-------- Provided records
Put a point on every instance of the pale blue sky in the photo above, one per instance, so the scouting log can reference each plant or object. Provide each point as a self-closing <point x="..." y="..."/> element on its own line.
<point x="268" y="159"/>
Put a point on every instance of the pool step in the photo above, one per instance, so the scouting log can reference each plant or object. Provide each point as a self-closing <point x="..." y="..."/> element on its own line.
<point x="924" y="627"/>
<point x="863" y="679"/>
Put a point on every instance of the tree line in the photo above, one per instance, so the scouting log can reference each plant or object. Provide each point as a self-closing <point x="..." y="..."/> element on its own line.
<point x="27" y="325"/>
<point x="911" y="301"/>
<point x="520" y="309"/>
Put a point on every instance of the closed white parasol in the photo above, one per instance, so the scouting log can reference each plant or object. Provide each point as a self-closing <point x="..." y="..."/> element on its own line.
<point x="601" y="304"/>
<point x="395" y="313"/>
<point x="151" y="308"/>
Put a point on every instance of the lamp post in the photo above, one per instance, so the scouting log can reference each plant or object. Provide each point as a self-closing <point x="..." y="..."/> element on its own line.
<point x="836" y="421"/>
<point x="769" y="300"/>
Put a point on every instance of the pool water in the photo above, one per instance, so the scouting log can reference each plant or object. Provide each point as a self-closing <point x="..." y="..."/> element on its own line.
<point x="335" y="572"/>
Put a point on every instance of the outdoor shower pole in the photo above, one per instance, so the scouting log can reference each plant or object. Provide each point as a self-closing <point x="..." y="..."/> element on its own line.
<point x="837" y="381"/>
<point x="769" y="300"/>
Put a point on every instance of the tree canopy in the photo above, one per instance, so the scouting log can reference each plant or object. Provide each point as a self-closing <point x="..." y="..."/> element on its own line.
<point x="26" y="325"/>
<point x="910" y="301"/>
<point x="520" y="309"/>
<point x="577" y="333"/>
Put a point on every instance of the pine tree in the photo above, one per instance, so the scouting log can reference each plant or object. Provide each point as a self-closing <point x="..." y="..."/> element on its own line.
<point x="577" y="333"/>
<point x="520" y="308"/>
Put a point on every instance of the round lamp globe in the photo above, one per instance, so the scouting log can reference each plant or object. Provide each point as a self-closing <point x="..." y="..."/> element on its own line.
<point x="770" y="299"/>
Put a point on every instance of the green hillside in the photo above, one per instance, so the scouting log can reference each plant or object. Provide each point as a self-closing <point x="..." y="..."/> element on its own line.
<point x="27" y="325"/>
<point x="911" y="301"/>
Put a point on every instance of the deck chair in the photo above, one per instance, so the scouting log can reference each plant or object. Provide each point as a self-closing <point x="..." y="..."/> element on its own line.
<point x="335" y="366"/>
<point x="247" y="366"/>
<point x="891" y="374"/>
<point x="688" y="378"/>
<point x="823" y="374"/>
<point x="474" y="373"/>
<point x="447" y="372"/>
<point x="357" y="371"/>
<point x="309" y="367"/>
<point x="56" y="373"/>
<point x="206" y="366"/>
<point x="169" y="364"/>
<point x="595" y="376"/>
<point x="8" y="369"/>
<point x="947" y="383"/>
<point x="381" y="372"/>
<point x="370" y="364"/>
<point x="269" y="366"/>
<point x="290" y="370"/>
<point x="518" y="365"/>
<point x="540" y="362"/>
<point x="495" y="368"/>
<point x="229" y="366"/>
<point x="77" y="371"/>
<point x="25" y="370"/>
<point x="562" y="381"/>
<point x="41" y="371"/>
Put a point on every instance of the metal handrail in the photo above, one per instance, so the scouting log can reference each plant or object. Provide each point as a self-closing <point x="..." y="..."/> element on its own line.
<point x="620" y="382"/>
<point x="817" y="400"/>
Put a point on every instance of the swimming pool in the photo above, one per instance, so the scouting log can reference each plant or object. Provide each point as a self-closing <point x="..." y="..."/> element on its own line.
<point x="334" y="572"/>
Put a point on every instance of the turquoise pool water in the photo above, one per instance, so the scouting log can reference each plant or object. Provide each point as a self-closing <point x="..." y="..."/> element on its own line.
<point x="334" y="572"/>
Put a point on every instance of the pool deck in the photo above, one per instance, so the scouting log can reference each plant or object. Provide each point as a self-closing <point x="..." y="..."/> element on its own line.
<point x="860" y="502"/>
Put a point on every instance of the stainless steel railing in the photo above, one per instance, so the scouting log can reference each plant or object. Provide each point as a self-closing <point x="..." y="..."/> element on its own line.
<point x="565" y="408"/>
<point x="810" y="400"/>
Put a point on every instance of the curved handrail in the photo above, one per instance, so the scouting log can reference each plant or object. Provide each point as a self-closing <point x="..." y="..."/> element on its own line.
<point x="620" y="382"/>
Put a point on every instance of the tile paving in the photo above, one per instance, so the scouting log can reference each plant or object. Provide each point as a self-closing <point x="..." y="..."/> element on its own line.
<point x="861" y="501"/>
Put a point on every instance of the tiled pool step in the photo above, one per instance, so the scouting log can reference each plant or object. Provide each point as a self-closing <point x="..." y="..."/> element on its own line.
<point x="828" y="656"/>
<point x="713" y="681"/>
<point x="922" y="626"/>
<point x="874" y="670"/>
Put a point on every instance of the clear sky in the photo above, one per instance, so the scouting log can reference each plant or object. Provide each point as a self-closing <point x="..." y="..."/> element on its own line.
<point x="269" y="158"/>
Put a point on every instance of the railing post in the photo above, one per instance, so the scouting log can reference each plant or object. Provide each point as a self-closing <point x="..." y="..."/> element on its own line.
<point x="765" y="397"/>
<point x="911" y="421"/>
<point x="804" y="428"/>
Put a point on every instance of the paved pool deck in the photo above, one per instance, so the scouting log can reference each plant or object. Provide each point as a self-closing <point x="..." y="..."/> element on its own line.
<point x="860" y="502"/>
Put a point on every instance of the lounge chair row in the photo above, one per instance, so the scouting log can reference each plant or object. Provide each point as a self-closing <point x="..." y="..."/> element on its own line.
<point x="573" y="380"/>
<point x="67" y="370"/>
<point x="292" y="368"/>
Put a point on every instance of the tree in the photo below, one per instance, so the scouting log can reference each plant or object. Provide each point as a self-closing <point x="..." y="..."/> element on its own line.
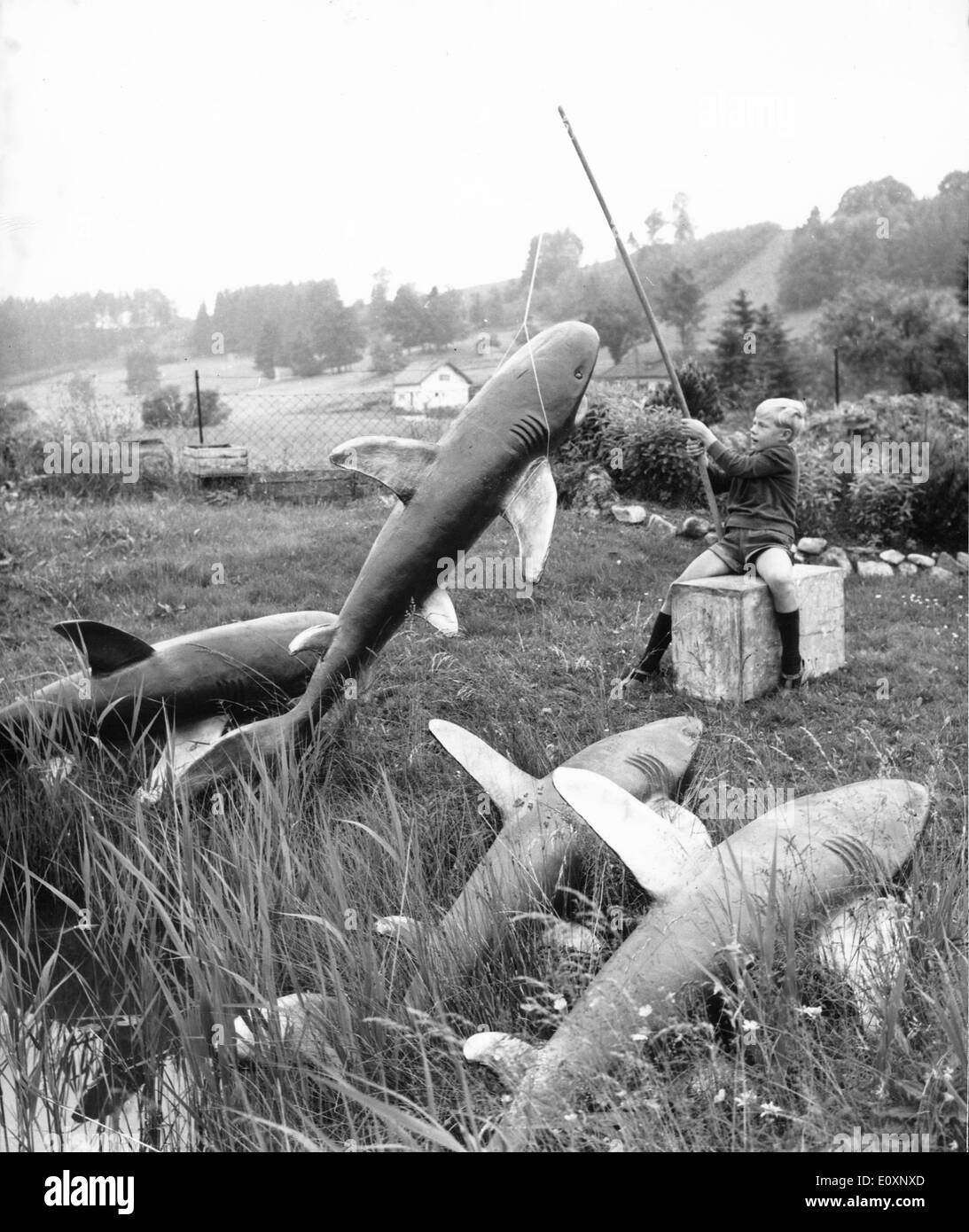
<point x="201" y="335"/>
<point x="682" y="224"/>
<point x="445" y="316"/>
<point x="386" y="355"/>
<point x="681" y="303"/>
<point x="618" y="325"/>
<point x="142" y="371"/>
<point x="887" y="332"/>
<point x="876" y="198"/>
<point x="735" y="347"/>
<point x="265" y="350"/>
<point x="655" y="223"/>
<point x="406" y="318"/>
<point x="560" y="254"/>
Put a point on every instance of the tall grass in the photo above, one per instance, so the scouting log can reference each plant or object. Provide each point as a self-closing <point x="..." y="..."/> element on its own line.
<point x="195" y="916"/>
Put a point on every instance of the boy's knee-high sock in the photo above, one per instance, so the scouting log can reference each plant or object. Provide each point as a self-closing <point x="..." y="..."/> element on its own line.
<point x="791" y="638"/>
<point x="661" y="637"/>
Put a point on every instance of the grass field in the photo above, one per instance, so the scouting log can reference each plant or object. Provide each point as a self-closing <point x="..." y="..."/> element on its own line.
<point x="194" y="916"/>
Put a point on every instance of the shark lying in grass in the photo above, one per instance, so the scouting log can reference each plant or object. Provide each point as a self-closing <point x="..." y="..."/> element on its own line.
<point x="493" y="460"/>
<point x="186" y="684"/>
<point x="539" y="843"/>
<point x="794" y="862"/>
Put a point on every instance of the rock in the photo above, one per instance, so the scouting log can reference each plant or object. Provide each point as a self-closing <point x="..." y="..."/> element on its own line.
<point x="596" y="493"/>
<point x="629" y="514"/>
<point x="837" y="557"/>
<point x="662" y="525"/>
<point x="694" y="527"/>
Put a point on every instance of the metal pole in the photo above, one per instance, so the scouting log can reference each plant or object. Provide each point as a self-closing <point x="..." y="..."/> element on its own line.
----------------
The answer must be an exact restatement of all the records, with no pictures included.

Put a point on every instance of the pale blue sky in the photo above, one per instance, so the scouting log can reference each plant or object. Provide each point as a self-closing <point x="..." y="..."/> element on its own line.
<point x="268" y="159"/>
Put a point on every instance of the pool step in the photo above, one per instance, so the scouting log can reference each plant or object. Provide each point as a self-closing <point x="..." y="..."/> element on its own line.
<point x="924" y="627"/>
<point x="863" y="679"/>
Put a point on every instance of the tree line in the photo above, one per instance, so the scouting log can reference each plant or object. Provide each point as a self-closing <point x="..." y="..."/> element on its own line.
<point x="27" y="325"/>
<point x="911" y="301"/>
<point x="520" y="309"/>
Put a point on every instance of the closed white parasol in the photo above, one per instance, so the scouting log can reference each plant or object. Provide each point as a self-closing <point x="..." y="..."/> element on its own line.
<point x="601" y="304"/>
<point x="395" y="313"/>
<point x="151" y="308"/>
Put a point on every instance of the lamp post in the photo above, one per instance, so the scouting log can reference each plant or object. Provide each point as a self-closing <point x="..." y="..."/> element on its own line.
<point x="836" y="421"/>
<point x="769" y="300"/>
Put a point on every instance of the pool water in the photo above, one per instance, so the scouting log can reference each plant or object. Provide each point as a self-closing <point x="..." y="..."/> element on its own line.
<point x="335" y="572"/>
Put a point on every instance of the outdoor shower pole in the photo above, one per instance, so the scouting log can reference each plant or object. Provide each point as a self-closing <point x="..." y="..."/> element on its own line.
<point x="837" y="381"/>
<point x="769" y="300"/>
Put a point on every instance of the tree canopy in the photo above, one per instance, so the scouting log can reference each plant or object. Provide each point as a self-closing <point x="..." y="..."/> element on its own line.
<point x="26" y="325"/>
<point x="910" y="301"/>
<point x="520" y="309"/>
<point x="577" y="333"/>
Put a point on every instance of the pine tree in the photo above, one per instance, so the scouting log can reference each plant or object. Provide each point as a self-closing <point x="..." y="..."/> element on its own line.
<point x="577" y="333"/>
<point x="520" y="308"/>
Put a point on every instance of the round lamp globe in the photo above, one per instance, so the scouting log can reference each plant or object. Provide each point as a self-closing <point x="..." y="..."/> element on its own line.
<point x="770" y="299"/>
Put a point on every instance of the green hillside in the photo above, one per instance, so the scouting log can reference each plant or object. Provide each point as a self-closing <point x="..." y="..."/> element on its own line.
<point x="27" y="325"/>
<point x="911" y="301"/>
Put a point on every instance of the deck chair in the photo above, one per instance, so the scouting log can reference each plant or object. Provide each point as a self-closing <point x="..." y="..."/> element on its own line.
<point x="335" y="366"/>
<point x="247" y="366"/>
<point x="891" y="374"/>
<point x="688" y="378"/>
<point x="823" y="374"/>
<point x="474" y="373"/>
<point x="447" y="372"/>
<point x="357" y="371"/>
<point x="309" y="367"/>
<point x="56" y="373"/>
<point x="206" y="366"/>
<point x="169" y="364"/>
<point x="595" y="376"/>
<point x="8" y="369"/>
<point x="947" y="383"/>
<point x="381" y="372"/>
<point x="370" y="364"/>
<point x="269" y="366"/>
<point x="290" y="370"/>
<point x="518" y="365"/>
<point x="540" y="362"/>
<point x="495" y="368"/>
<point x="229" y="366"/>
<point x="77" y="371"/>
<point x="25" y="370"/>
<point x="562" y="381"/>
<point x="41" y="371"/>
Put a point on every instance of the metal handrail in the photo above, one per instance, so the scouting log can reference each plant or object. Provide each point as a self-closing <point x="..." y="..."/> element on its own line.
<point x="620" y="382"/>
<point x="817" y="400"/>
Put a point on every instance of the swimming pool in the photo above, one per instance, so the scouting log can reference each plant or object. Provide each point as a self-closing <point x="..." y="..."/> element on its own line.
<point x="334" y="572"/>
Put a point on every instance of the turquoise pool water in the photo above, one per instance, so the scouting log can reference each plant or object. Provide each point as a self-closing <point x="..." y="..."/> element on its own line.
<point x="334" y="572"/>
Put a point on every instance of the pool deck in the photo above, one per instance, so the scouting log can reference each plant or object. Provide each point as a self-closing <point x="..." y="..."/> element on its own line.
<point x="860" y="502"/>
Put a point on every instance of the stainless steel railing in the photo above, one per instance, so the scouting log can reference each plant or object. Provide each point as a self-closing <point x="..." y="..."/> element on its own line.
<point x="565" y="408"/>
<point x="810" y="400"/>
Put a point on every instance of the curved handrail in the photo above, one per instance, so the scouting log can reference each plant or object. Provide each point as a self-closing <point x="..." y="..."/> element on its own line.
<point x="620" y="382"/>
Put a point on every instance of the tile paving in the photo above, one per instance, so the scouting log can reference each plant or object. Provide each point as a self-closing <point x="..." y="..."/> element on its own line.
<point x="861" y="501"/>
Put a point on every instance of the tiled pool step in the photo above, one per instance, so the scouting log can reference each plant or object. Provide each point as a self-closing <point x="..." y="..."/> element on its own line.
<point x="828" y="656"/>
<point x="713" y="681"/>
<point x="922" y="626"/>
<point x="874" y="670"/>
Put a point on every instance of the clear sky in the photo above, one per instance, so the scouting log can reference each plant or object. Provide each point as a self-closing <point x="..." y="..."/> element on its own line.
<point x="269" y="158"/>
Put a point on every instance of the railing post in the photo above, one per instance, so the scouting log can reference each plant or object. Provide each point as a self-closing <point x="..." y="..."/> element on its own line.
<point x="765" y="397"/>
<point x="911" y="421"/>
<point x="804" y="428"/>
Put a point on every instance of the paved pool deck in the photo above, one per instance, so the scouting log can reference each plant or object. Provide each point as a self-closing <point x="..." y="..."/> element on its own line.
<point x="860" y="502"/>
Put a point on every instance of the lounge chair row in the photo above, one per instance, so the scouting log can reference each plant or object. Provide each point as a self-closing <point x="..." y="..."/> element on its own line.
<point x="573" y="380"/>
<point x="67" y="370"/>
<point x="292" y="368"/>
Put a point on every instance of the tree in the photo below, one per instance, so the scouting log can reference each plant or object. Provide each point as a self-closing <point x="..." y="..."/> element on its own line.
<point x="201" y="335"/>
<point x="682" y="224"/>
<point x="445" y="316"/>
<point x="386" y="355"/>
<point x="681" y="303"/>
<point x="618" y="325"/>
<point x="142" y="371"/>
<point x="887" y="332"/>
<point x="876" y="198"/>
<point x="735" y="347"/>
<point x="265" y="350"/>
<point x="655" y="223"/>
<point x="406" y="318"/>
<point x="560" y="254"/>
Put a point on every instance of the tall grass in the photo above, one per instance, so the scouting log can reference each plant or object. Provide each point as a self-closing <point x="..." y="..."/> element on its own line.
<point x="195" y="916"/>
Put a point on every instance of the boy's knee-high sock in the photo above, one per instance, so the scouting log can reference each plant or object. Provide each point as a self-closing <point x="..." y="..."/> element on its own line.
<point x="791" y="638"/>
<point x="661" y="637"/>
Put a point on every instance of the grass field in the photo above, one per instance, so the scouting log can reference each plant or object. Provide each point as a self-closing <point x="..." y="..."/> element on its own line.
<point x="194" y="916"/>
Put a point on every instance of the shark lying in grass in the photo above, one per instance, so the scouting log can reference each plant or object. Provide each point as a self-closing <point x="..." y="..."/> element on its own line.
<point x="493" y="460"/>
<point x="186" y="684"/>
<point x="539" y="843"/>
<point x="794" y="862"/>
Put a point on every instance of the rock in the photo above, one per instance, so the scouting log can reference each plant or object. Provide each point as a self-closing <point x="..." y="..."/> element on its own line.
<point x="596" y="493"/>
<point x="629" y="514"/>
<point x="837" y="557"/>
<point x="662" y="525"/>
<point x="694" y="527"/>
Put a point on every instance of the metal pole in the photo above, one per instance, so the scouting log can reference each plant or object. Provide each point as a self-closing <point x="..." y="..."/> element on its own line.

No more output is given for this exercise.